• [Work instructions]: The records that follow are to be repeated exactly, with the pictures removed.

======== The data ========

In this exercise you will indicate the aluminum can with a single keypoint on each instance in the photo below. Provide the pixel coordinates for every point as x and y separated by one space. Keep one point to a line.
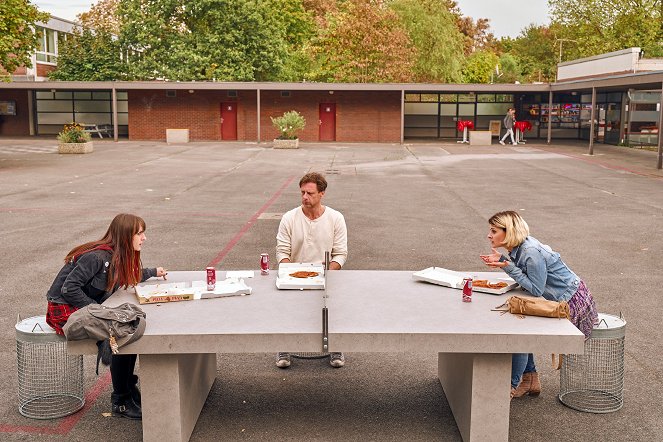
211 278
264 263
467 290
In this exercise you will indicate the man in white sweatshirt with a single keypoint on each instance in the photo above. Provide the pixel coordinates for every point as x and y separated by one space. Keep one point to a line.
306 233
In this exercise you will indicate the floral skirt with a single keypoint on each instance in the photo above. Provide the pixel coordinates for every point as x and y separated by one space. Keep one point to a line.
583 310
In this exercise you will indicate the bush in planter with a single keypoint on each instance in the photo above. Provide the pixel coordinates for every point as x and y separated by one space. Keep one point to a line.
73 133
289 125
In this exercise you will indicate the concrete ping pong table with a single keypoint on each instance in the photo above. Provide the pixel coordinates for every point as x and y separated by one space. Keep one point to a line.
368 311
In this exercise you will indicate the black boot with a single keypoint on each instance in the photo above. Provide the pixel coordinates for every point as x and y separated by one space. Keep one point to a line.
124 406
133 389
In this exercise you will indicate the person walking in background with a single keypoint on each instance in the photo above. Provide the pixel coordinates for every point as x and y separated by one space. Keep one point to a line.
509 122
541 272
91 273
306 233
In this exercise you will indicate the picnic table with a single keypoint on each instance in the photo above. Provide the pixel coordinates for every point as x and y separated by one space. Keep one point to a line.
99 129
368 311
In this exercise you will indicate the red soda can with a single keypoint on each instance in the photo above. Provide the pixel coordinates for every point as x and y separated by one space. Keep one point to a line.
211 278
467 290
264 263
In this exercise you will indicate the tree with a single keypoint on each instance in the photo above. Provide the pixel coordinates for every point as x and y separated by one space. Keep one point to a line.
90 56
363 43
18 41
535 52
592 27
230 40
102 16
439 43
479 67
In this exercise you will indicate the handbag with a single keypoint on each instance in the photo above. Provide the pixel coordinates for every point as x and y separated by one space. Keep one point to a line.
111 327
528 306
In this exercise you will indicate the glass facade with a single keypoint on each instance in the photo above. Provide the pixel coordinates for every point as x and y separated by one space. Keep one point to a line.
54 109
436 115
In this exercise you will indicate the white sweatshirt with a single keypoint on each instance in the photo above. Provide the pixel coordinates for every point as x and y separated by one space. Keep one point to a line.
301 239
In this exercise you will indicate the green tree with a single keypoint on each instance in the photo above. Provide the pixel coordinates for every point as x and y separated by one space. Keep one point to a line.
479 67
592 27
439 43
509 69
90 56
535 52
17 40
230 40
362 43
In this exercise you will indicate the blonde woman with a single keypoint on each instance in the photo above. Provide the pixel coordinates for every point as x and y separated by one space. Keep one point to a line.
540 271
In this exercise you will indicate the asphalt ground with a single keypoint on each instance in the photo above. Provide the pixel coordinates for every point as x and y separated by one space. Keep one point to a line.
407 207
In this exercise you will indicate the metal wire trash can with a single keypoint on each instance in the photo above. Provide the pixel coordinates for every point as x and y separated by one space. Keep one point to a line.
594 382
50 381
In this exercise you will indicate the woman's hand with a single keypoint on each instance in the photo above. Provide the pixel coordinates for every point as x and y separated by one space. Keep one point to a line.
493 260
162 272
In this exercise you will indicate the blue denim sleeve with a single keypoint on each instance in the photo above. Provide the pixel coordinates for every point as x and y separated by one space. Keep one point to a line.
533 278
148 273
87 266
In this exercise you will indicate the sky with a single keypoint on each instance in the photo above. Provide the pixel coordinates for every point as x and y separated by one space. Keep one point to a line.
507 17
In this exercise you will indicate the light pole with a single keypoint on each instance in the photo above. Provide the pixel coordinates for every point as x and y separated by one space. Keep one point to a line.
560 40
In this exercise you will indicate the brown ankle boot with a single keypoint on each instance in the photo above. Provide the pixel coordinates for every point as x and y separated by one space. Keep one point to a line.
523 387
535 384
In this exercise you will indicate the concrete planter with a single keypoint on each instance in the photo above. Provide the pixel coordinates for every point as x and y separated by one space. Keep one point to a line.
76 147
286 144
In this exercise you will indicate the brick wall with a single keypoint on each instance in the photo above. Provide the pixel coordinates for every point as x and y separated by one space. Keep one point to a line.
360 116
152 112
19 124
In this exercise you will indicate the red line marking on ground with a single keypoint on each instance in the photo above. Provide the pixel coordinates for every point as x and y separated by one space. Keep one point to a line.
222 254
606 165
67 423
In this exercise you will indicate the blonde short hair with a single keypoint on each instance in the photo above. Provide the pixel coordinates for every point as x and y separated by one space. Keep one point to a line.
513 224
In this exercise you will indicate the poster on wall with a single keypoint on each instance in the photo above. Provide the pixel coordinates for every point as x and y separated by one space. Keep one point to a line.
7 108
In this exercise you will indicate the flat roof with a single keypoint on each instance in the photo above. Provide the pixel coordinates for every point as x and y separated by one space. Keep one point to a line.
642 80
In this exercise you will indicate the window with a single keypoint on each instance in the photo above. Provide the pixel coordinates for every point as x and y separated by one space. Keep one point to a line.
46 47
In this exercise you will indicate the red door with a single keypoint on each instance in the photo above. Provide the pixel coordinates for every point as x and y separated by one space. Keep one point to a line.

========

• [Answer to the task]:
In this exercise you will indicate the aluminum can with a single keypoint on each instance in the photo below. Provide the pixel coordinates for every point as x and y separated by one space. Keep one point to a line.
211 278
264 263
467 290
In this exercise you will indicate the man in white sweatshirt with a single keypoint on each instance in the photo above. Provide the pixel coordinates for every point as x and y separated by one space. Keep one point to a line.
306 233
In this exercise you will indicate the floral skirt with a single keypoint on each instance in the photo above. Provide the pixel coordinates for every point as x and y separated by one space. Keep one point to a line.
583 310
In this exercise you will indicate the bush in planter with a single keypoint on each instance in the photo above. Provide the pixel coordinates for every point as x and y separated by one space. Keep one point to a line.
73 133
289 125
In this exercise you will indicate the concrete ping pong table with a single keypoint on each instance in the photo above. Provide the pixel coordinates for every point as x and y separated by one space. Keep one point to a line.
368 311
In this exercise you will indicate the black boot with a single keypoint on each instance in the photo above. Provide the pixel coordinates for every point as x and y separated by one space. Keep one point to a line.
124 406
133 389
In this exercise you will indicate the person walking in background with a single keypoint on each instance in the photo above. Provide the pixel coordinates for every point as x and y separated by one space. Keep one point to a line.
509 122
541 272
91 273
306 233
In this exercise you will indicate the picnic table with a single keypoint on each instance in the photo above. Provide the pixel coordinates for every point as x and y separated by one space. Keep one point to a line.
99 129
368 311
In this exercise you will indicate the red soda can with a single keypoint on each instance in the photo above. Provide the pixel coordinates for every point as x and y separated by one space. Keep one point to a line.
211 278
467 290
264 263
In this exercise you will indicate the tree with a single keypoint on each instance in the photo above. Provide the pixel coordinates for every point as x and y separated by one space. Keep one point to a line.
90 56
363 43
18 41
535 52
592 27
230 40
102 16
439 43
479 67
In this exercise you will indicate the handbag with a single keypoint on each instance in the photo above. Provide the pixel coordinates for every point as x and y separated by one space. Keep one point to a line.
111 327
528 306
In this exercise you will indicate the glass facade with a single keypoint on each instance in the photo above. Provide the pixel coordinates for every point as x and y separated by one space. Keep one point to a line.
54 109
436 115
In this exercise you will indicate the white sweatshirt with a single keypoint on each instance in the photo above. Provide the pixel coordinates for every point as x and y separated by one space. Keep one point to a line.
301 239
In this exercise you will indicate the green tree with a single keypoint on each instance in the photo above. Provide the pixel coordinates for every point as x and y separated by one space. Keep one point to a line.
479 67
592 27
439 43
509 69
90 56
535 52
17 40
230 40
362 43
In this exercise you will indicate the blonde woman with a single keypoint on each instance in the photo above. Provide the pixel coordinates for every point as x and y separated by one space. Keep one point to a line.
540 271
In this exercise you will indicate the asphalt ground with a single keypoint on each instance in the photo above. Provide the pixel coordinates for every point as x and y separated by one space. Keep one point to a line.
407 207
In this exercise you will indicate the metal wire trash can with a single keypoint on each instance in the photo above. Provide the pixel coordinates for every point as x and y separated by one space. Keep one point to a line.
594 382
50 381
In this exercise you will indicate the woman's hand with a single keypoint on each instance in the photo above. Provide the pixel coordinates for every point as x and y separated by one space. Keep one point to a line.
493 260
162 272
In this exercise you will indicate the blue denim sleeve with a single keypoint on each instance in the photo above. Provide the pixel coordinates for every point as x and y separated by one space. Keep one point to a line.
533 278
148 273
87 266
In this exercise you will indicate the sky with a single keypoint on each instance in the photo above. Provide the pixel coordinates for every point as x and y separated by one space. Keep one point to a line.
507 17
In this exercise you will indicate the light pole with a single keypoint on each instance in the photo above. Provide the pixel coordinates for every point as x and y separated by one space. Keep one point to a line.
560 40
In this exercise you will indicate the brown ankle boot with a single keypoint on each instance in the photo above. Provide the pixel coordinates for every point as x and y separated by one space. Keep one point to a line.
523 387
535 384
In this exercise you will indicate the concrete planter with a single keypoint on each instance in the photo above. Provide the pixel coordinates for every point as x and y separated by one space. Keep one point to a line.
76 147
286 144
In this exercise you will indicate the brick wall with a single keypoint on each instance in the photo above. Provide the pixel coordinates for every point as x and y separated by one space. Keep one point to a line.
360 116
152 112
19 124
In this exercise you will indicate the red line marking on ground with a single keypoint on each instance in the photo above. Provide the pixel coordinates for every point as x and y separated by one space. Keep one point to a line.
222 254
606 165
67 423
In this exercise you will indicate the blonde short hair with a single keypoint on each instance in the photo above. Provide the pixel coordinates for every point as x and y separated by one space. Keep one point to a line.
513 224
In this exercise you will indicate the poster on wall with a single keypoint on each instance in the photo above. Provide the pixel coordinates for every point as x and y separated by one space. Keep one point to a line.
7 108
In this exercise you will indicate the flat roof with a single keypoint on each instance in the photo above. Provide the pixel coordinates for every point as x and y separated by one space. Keep one point to a line.
642 80
In this exercise you will indicate the window with a single keypoint on each instance in the photo above. Provide the pixel coordinates for every point as x and y separated by one space. Keep one point to a line.
46 47
In this exercise you will indicate the red door with a single keypoint on each instance in the photo above. Provide the pixel coordinates for every point as x and y separated by one space. Keep one point to a line.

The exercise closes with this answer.